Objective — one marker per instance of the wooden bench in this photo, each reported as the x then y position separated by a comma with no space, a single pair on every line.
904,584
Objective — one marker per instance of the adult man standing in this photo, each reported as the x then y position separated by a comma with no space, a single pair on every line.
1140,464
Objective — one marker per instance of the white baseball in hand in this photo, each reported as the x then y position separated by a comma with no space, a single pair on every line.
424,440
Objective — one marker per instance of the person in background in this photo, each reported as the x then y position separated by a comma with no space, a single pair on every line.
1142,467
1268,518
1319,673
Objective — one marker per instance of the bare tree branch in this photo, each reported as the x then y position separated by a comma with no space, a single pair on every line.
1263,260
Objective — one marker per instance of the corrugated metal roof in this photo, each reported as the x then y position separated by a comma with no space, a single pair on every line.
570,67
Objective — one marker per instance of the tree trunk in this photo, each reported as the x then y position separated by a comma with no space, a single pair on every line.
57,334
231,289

• Problem to solve: Revise the listing above so that every "marker" becomes "point", with all other text left unchanged.

• Exercise response:
Objective — one point per instance of the wooden bench in this photo, each reported as the x then y position separated by a comma with no space, a single pair on every line.
904,584
Objective — one point per instance of the adult man standing in this photo, each reported as the x then y position separated by a comma with no space, a single pair on every line.
1140,464
Objective — one point per instance of the white baseball in hand in this photo, each reported as the x then y position separated by a comma with no space, a single pair on every line.
424,440
Objective — one point per instance of the person in background in this photo, each reported as the x then y position separated by a comma with no space, a single pair on every line.
1142,467
1268,518
1319,673
Objective — one point per instance of the bare tree branch in this photo, each reported as the x then y position separated by a comma with no space, a single pair on every line.
1263,260
Objective — one point per instance of the corrugated metal roof in this photo, each reported as the x then y position separated by a comma with no space, a single pair on every line.
570,67
Objective — one point per instance of the tree trunk in this photo, each reported as the x then y position separated by a comma with no space, a single pair on every line.
57,334
231,289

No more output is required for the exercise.